━━━ Passage ━━━
New method developed for organic fraud detection
Danish researchers have developed a method to help combat fraudulently-labelled organic foods.
The method provides a deeper, more accurate portrayal of whether produce is indeed organic, according to the scientists.
“While a major eco-labelling scandal has yet to occur in Denmark, we often forget that our diet is sourced globally, and that our foods are often imported from countries where problems have been documented," said Kristian Holst Laursen, an assistant professor at the University of Copenhagen who has been developing food fraud detection methods for the past decade.
"Our method can be used to distinguish organic vegetables from conventionally farmed produce by looking at how plants have been fertilised."
Much improved fraud-detection method
The new method focuses on the isotope signature in a plant by isolating sulfate, a chemical compound that can reveal how a particular plant was grown. Humans, animals and plants all have isotope signatures that provide information about the environment in which we live and how we live.
The current means of finding out whether an item is organic or not focuses on identifying pesticide residue.
━━━
Work to be completed:
Reproduce the passage on organic fraud detection from "Much improved fraud-detection" up to and including "how we live.", replacing "sulfate" with "sulphate".
━━━ Dataset extract ━━━
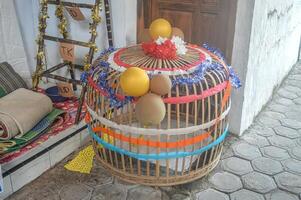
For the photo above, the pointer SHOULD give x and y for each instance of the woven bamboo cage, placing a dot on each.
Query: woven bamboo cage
(187, 144)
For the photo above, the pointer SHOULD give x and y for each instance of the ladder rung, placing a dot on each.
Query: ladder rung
(70, 4)
(79, 67)
(60, 78)
(54, 68)
(69, 41)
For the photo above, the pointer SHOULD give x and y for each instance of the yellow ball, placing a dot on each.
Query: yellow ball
(150, 109)
(160, 27)
(134, 82)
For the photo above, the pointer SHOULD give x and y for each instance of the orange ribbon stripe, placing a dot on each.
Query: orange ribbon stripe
(151, 143)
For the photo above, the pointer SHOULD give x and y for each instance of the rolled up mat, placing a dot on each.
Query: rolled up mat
(20, 111)
(7, 146)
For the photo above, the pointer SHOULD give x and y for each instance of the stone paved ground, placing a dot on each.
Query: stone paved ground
(265, 163)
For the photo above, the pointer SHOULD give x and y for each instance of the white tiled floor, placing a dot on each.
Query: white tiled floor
(35, 168)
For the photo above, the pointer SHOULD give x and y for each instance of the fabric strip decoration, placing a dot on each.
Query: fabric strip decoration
(159, 156)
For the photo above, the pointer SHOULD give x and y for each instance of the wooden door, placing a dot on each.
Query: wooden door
(211, 21)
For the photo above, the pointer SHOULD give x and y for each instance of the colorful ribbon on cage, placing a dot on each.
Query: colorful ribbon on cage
(115, 59)
(158, 156)
(174, 100)
(151, 143)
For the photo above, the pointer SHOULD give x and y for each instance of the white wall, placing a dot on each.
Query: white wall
(272, 51)
(11, 45)
(124, 28)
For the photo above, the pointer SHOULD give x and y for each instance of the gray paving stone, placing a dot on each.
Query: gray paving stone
(292, 89)
(143, 192)
(225, 182)
(180, 197)
(298, 141)
(284, 101)
(277, 108)
(295, 115)
(255, 139)
(287, 94)
(290, 123)
(110, 191)
(274, 115)
(247, 151)
(75, 192)
(288, 181)
(282, 142)
(237, 166)
(211, 194)
(296, 152)
(227, 153)
(297, 101)
(293, 83)
(246, 195)
(268, 122)
(281, 195)
(287, 132)
(258, 182)
(264, 131)
(275, 153)
(292, 165)
(267, 165)
(294, 77)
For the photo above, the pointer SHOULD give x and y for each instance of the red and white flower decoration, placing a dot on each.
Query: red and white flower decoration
(164, 48)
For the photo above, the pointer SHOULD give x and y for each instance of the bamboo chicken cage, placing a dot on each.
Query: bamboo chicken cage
(187, 144)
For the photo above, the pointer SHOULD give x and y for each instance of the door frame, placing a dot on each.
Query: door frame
(144, 15)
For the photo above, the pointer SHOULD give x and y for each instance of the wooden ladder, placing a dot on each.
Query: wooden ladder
(40, 72)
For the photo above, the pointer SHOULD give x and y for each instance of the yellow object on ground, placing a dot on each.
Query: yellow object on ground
(83, 162)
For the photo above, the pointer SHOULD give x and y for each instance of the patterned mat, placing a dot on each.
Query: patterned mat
(70, 107)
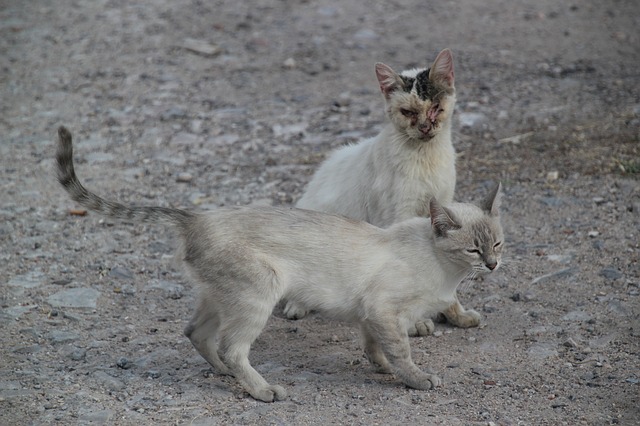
━━━
Full output:
Much improved fraud-detection method
The new method focuses on the isotope signature in a plant by isolating sulphate, a chemical compound that can reveal how a particular plant was grown. Humans, animals and plants all have isotope signatures that provide information about the environment in which we live and how we live.